§ ENTRIES SUPPLIED
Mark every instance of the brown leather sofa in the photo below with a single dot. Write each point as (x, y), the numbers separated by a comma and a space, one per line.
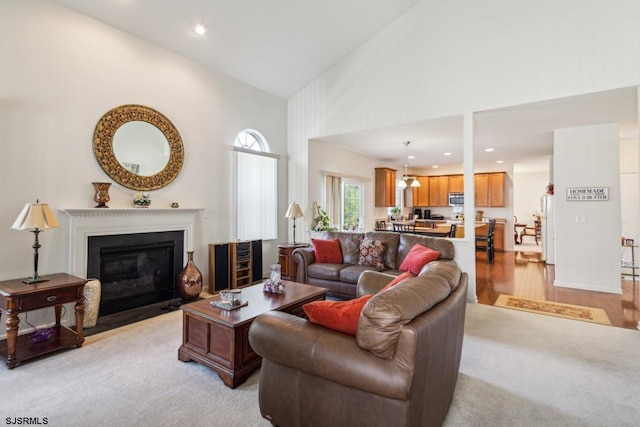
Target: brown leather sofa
(400, 370)
(341, 279)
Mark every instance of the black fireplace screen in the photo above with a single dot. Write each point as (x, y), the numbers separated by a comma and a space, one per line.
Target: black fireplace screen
(135, 269)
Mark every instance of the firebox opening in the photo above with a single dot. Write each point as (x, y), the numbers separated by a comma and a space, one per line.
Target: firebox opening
(135, 269)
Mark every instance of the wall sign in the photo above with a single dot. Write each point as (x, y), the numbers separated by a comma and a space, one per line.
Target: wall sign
(588, 193)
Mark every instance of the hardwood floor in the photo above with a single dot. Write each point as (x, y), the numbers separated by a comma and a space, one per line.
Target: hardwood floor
(522, 274)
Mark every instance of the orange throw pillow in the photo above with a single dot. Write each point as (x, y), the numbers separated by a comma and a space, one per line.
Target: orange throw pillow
(340, 316)
(417, 257)
(399, 279)
(327, 251)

§ EXERCISE DETAILS
Each record above should be restated word for word. The pictures should not appear.

§ EXERCISE OUTPUT
Mark every instance of the brown leather sofa in the photo below with a single dot. Write each point as (x, y), the numbers separated by a comma and a space, one per line.
Target: brown leather sofa
(400, 370)
(341, 279)
Mark every instance of the black fireplace screen in the photo above with a single dot. Write each point as (x, y), the numbers separated by a comma and a space, one per line.
Target: black fireplace screen
(135, 269)
Mark every instance of the firebox opening in the photo above with a single dot. Write each point as (x, y), the numbers separated by a comma and a space, one per line.
Target: firebox opening
(135, 269)
Mark every instance of the wall sign in the photo above with a single dot. Write each point as (x, y), the numbers separated by a comma and a space, one per line.
Target: wall sign
(588, 193)
Mark every instance of the hardwood floor in the photo above with a single dot. Write each point as (x, y), the numbers separated by a comma and a space, one per line.
Target: hardwood floor
(522, 274)
Mark every instance of the orange throw pillow in the photo above with a single dot. Write each point as (x, y), the numbers separated by a comma and a space, one per line.
Target: orange throw pillow
(340, 316)
(417, 257)
(399, 279)
(327, 251)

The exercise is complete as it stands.